# What is required
Show each line of the items below that contains the word "truck".

Extracted data entries:

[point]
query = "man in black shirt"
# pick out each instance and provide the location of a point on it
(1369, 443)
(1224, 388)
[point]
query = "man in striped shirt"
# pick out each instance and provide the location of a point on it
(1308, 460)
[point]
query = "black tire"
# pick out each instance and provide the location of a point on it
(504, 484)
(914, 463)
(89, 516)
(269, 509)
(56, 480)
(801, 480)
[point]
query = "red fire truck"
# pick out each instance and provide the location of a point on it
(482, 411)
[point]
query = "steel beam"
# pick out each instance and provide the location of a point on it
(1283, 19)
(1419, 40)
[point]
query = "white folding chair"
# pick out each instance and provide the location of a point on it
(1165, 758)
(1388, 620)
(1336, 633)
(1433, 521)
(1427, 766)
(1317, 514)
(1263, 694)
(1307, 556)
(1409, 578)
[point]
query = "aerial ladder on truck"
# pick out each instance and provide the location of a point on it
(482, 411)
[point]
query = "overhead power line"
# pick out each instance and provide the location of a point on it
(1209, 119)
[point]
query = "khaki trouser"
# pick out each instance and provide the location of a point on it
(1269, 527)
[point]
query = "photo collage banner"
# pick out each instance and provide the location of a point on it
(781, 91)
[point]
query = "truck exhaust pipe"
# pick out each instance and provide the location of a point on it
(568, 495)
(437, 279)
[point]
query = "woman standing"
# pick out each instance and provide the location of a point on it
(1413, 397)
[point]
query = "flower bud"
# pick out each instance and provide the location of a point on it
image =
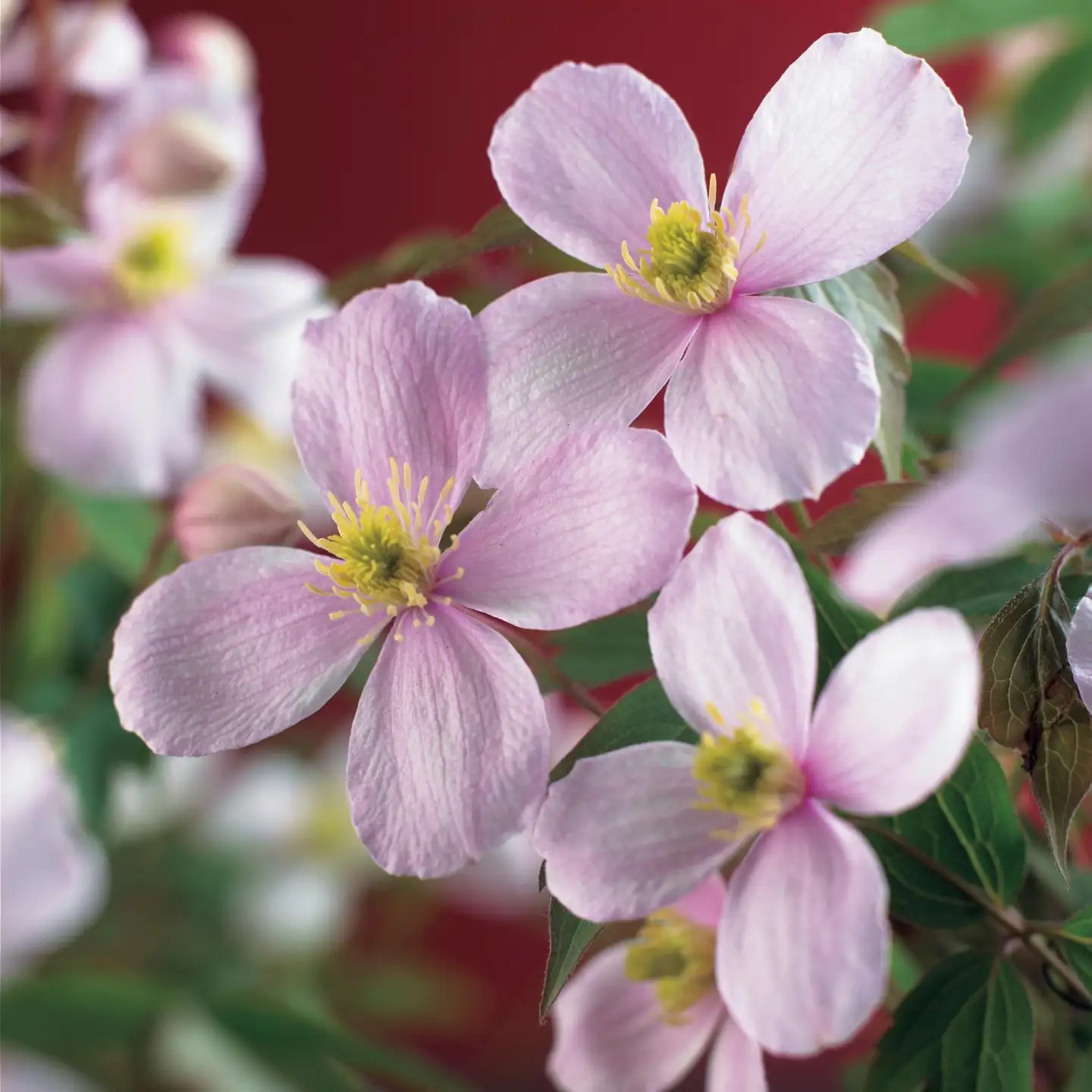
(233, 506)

# Answer to this problem
query = "red fire truck"
query = "aerial ladder on truck"
query = "truck exhaust pipe"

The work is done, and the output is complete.